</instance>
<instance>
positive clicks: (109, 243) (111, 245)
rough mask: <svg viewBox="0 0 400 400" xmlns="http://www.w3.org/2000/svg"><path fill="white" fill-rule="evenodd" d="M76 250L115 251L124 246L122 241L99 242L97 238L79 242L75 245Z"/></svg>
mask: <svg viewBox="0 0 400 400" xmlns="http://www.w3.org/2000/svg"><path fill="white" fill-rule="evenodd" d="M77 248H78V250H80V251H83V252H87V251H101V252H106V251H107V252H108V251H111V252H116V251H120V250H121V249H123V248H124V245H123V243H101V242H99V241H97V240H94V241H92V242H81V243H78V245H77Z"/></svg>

+++++

TASK DIRECTIONS | After locating the line that contains "positive clicks: (109, 243) (111, 245)", please copy exactly every line from the start of the records through it, and nothing else.

RESPONSE AREA |
</instance>
<instance>
positive clicks: (109, 243) (111, 245)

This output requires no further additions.